# [TASK DESCRIPTION]
Resume the journal entry below about the self-healing community meeting, carrying it on from its final sentence.

# [DOCUMENT TEXT]
######

Reflection. I looked out of the loft window, as I had the other day. Same weather, same music. Something inside me tells me everything is okay. There is clarity and a hint of something from my early childhood: the comfortable contentment. Back downstairs, I pastimed with Dev, Priya and Ishwar, welcoming them as they arrived. It was how I used to be: serving.

Intuition & Instinct

Experiment in Self Healing Community (Karaj, Michelle, George, Priya, Ishwar, Simran, Dev and me). Karaj clarified my retrospective issue. (Karaj is so often retrospectively correct; taking credit for ‘seeing’ things he didn’t see.) We had discussed it this afternoon and he came back now for clarification. We talked about it, I explained further and he thanked me for making things clearer. Karaj then recounted the events of Wednesday night and said that the learning point for people is that even before I have received the letter I have sorted things out. Karaj: ‘He really is a jammy bastard. When I see Kuldip I will kiss his feet!

######

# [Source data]
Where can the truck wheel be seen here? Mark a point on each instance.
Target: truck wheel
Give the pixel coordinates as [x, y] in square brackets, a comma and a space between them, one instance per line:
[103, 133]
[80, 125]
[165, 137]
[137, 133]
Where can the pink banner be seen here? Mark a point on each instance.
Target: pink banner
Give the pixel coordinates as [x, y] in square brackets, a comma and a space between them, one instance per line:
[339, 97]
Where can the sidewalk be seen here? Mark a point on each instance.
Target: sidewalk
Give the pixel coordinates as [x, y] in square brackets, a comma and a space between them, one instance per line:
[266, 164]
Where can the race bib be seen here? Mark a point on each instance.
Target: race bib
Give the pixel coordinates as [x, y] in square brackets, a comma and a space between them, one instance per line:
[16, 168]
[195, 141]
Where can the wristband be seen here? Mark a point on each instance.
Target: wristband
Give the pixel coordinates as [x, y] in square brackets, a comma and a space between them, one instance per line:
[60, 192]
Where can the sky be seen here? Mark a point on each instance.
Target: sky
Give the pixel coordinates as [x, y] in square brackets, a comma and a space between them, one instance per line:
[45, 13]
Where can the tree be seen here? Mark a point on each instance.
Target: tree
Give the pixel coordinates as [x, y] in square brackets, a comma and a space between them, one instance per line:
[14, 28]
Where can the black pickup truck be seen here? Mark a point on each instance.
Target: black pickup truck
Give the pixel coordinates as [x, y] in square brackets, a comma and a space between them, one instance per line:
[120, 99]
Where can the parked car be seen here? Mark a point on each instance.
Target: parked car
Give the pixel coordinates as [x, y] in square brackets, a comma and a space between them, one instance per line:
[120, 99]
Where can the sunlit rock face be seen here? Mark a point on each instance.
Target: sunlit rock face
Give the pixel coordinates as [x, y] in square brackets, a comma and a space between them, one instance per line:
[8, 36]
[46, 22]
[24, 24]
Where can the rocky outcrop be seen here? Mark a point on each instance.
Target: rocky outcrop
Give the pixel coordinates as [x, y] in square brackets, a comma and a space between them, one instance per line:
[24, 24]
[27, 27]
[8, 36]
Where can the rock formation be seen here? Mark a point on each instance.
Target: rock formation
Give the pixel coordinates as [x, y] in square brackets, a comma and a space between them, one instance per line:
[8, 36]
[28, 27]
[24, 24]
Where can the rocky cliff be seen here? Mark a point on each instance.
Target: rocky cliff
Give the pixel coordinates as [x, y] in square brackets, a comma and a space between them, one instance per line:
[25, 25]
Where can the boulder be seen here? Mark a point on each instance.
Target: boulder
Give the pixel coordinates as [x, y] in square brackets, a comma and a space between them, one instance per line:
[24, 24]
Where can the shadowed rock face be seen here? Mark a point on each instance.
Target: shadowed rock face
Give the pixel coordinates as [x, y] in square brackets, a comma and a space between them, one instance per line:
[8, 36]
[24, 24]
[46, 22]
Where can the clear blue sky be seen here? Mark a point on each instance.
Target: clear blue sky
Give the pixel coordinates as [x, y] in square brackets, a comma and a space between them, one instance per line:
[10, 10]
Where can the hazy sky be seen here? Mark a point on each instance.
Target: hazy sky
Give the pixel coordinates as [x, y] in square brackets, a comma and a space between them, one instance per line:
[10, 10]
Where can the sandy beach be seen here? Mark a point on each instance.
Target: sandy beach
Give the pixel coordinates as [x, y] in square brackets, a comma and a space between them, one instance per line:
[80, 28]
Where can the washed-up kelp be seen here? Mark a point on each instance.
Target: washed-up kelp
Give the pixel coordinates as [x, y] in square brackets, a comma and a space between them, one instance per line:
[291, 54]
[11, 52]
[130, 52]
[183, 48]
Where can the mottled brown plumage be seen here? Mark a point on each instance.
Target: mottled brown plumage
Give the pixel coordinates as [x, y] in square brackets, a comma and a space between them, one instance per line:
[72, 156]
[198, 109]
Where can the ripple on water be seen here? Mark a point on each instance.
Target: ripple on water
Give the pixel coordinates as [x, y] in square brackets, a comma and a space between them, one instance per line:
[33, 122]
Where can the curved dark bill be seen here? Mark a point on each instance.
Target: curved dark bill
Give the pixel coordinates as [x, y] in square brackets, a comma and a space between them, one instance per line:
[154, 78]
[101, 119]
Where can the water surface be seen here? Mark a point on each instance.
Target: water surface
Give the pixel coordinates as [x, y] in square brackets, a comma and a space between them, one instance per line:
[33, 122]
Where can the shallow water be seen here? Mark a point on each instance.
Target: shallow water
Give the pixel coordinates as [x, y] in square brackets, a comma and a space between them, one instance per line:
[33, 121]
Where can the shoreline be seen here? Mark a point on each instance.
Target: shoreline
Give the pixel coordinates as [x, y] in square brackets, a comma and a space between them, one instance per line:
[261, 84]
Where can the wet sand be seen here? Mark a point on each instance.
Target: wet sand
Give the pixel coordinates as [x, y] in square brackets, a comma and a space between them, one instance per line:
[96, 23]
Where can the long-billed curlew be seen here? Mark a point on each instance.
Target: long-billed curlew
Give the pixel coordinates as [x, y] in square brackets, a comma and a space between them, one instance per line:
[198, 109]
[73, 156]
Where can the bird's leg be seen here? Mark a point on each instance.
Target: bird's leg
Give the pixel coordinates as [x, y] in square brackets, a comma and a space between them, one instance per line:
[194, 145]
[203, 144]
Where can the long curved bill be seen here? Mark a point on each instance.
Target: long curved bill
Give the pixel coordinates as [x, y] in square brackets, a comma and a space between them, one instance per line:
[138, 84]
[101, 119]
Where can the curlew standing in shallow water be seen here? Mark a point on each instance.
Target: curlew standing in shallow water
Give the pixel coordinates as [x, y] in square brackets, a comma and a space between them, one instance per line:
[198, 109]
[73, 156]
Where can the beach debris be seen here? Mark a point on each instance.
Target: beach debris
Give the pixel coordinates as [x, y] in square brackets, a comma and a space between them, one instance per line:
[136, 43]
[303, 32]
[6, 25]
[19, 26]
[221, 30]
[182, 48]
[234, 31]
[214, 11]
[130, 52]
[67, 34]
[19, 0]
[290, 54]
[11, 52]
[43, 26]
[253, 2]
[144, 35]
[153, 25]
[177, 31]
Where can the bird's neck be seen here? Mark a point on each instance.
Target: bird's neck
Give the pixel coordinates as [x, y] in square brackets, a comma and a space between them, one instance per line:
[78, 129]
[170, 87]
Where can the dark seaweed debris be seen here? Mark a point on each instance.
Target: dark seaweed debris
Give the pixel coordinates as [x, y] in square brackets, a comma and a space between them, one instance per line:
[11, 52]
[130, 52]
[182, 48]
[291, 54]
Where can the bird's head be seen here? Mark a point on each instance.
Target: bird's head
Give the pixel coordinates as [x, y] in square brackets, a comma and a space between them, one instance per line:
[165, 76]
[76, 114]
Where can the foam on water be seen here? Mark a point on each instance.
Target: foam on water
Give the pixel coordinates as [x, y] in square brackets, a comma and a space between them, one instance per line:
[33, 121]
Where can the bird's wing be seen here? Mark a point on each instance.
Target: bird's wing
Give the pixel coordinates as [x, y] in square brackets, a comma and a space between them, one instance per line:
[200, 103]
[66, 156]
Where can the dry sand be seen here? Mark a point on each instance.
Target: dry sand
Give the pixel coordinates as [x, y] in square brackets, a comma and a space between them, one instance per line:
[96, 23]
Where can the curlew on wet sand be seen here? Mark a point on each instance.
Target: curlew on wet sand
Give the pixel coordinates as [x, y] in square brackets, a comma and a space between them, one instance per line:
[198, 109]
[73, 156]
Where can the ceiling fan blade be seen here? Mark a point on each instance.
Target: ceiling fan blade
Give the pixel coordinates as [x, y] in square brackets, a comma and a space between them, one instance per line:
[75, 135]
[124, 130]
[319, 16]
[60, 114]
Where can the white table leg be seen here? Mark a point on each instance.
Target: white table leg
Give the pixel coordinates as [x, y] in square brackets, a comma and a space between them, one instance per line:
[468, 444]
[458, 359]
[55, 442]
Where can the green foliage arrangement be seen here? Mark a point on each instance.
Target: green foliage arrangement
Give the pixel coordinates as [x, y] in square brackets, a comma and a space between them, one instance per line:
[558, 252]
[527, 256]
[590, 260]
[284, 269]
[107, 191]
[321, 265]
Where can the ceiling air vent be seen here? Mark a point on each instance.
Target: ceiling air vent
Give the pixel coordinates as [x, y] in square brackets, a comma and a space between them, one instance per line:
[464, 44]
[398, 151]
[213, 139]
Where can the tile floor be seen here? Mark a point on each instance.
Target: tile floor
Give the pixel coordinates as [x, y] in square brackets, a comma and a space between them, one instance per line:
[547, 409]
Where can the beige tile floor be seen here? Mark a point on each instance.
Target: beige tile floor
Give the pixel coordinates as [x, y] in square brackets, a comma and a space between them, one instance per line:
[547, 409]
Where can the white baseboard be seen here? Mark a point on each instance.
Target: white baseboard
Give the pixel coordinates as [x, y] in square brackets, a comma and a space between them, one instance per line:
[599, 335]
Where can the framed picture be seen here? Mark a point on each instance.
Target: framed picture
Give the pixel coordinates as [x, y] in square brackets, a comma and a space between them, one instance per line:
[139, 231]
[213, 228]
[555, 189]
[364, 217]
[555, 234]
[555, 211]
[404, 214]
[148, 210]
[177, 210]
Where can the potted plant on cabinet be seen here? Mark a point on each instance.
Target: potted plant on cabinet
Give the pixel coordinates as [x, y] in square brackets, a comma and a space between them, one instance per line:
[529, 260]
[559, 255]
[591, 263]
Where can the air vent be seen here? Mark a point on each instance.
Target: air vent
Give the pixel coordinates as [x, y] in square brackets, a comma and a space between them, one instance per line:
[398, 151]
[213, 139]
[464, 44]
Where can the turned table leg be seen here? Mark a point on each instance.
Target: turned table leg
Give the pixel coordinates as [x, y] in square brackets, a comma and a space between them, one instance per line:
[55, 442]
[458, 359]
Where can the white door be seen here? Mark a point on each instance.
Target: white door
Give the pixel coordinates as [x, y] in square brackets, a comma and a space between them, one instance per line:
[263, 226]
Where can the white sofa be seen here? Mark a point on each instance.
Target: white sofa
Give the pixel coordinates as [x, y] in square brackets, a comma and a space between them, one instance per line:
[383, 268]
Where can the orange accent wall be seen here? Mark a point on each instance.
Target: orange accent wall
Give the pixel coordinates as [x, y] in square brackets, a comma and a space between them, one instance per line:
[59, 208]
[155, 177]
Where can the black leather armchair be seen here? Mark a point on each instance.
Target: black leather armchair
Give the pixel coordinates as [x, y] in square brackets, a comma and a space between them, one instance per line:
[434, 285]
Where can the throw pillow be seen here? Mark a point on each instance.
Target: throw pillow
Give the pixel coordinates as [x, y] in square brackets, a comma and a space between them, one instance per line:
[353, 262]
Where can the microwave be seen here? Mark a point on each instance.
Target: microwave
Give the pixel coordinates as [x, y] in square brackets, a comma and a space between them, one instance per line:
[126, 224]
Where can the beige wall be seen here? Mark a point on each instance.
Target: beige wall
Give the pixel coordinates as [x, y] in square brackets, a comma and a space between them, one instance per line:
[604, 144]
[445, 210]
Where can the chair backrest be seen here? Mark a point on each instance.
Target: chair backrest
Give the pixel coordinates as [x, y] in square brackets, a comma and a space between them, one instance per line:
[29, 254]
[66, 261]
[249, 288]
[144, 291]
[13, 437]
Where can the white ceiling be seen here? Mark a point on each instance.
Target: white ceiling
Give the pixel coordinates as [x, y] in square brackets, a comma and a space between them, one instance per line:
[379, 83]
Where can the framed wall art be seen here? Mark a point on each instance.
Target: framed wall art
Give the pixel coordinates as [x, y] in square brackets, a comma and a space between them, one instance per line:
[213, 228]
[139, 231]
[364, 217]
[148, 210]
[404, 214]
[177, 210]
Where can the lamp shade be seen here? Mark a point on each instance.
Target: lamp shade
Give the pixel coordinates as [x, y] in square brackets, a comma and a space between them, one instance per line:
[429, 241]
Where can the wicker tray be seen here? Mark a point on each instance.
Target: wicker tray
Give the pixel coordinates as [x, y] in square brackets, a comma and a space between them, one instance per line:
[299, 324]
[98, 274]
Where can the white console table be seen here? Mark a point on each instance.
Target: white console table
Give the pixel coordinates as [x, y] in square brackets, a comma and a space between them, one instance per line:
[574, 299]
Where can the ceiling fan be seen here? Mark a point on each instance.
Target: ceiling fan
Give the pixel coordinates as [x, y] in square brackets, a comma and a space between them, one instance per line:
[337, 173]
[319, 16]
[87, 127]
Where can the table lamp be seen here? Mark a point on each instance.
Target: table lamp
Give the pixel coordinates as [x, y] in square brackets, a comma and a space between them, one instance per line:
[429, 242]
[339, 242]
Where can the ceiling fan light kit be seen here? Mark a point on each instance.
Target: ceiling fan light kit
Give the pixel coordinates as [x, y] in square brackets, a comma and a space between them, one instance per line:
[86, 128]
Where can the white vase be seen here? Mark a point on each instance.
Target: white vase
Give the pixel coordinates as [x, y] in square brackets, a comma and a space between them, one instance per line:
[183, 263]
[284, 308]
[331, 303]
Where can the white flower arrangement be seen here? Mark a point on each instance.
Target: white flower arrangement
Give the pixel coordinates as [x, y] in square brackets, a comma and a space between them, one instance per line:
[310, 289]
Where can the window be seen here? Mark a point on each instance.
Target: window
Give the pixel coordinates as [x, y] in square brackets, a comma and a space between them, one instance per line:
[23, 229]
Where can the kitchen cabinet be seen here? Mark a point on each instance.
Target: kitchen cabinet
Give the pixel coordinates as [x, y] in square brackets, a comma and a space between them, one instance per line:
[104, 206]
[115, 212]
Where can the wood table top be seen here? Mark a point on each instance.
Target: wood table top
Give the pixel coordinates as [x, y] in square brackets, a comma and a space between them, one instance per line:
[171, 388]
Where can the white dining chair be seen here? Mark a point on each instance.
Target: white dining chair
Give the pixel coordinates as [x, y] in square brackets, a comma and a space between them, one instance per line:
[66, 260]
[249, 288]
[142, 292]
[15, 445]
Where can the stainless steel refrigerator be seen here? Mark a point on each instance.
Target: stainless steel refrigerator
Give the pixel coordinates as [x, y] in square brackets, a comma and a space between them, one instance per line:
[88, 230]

######

# [ANSWER TO THIS PROBLEM]
Retrospection. Here we have a good example of what my mind would claim is a retrospective decision: Karaj said that he wanted to tell me to inform the whites that I would not be here for their story, but he didn’t. My mind says, ‘That’s easy for him to say now, but why didn’t he say something at the time…?’ Of course, he couldn’t and had he done so, I would not have gone through what has happened this week, and would not have learnt the lessons.

Karaj said that I need to go through my early appraisals and work through this retrospective issue, and talk to Karaj about it in front of George and Leon because of the English (Western) need for rationalising everything, rather than accepting instinct and intuition as reason enough. Also, ask why George and Leon are coming to see Karaj. My problem is that I am acting stupid, when I have evidence of my progress and success. Karaj added that my arrogance is a big problem: the Asians are doing well and I cannot handle it because I prefer to be around idiots where I am right (and clever etc.) Just like my father. I need to face this. He told others that I’m arrogant and ignorant; there is a world out there and I have no awareness of it. I need to deal with this.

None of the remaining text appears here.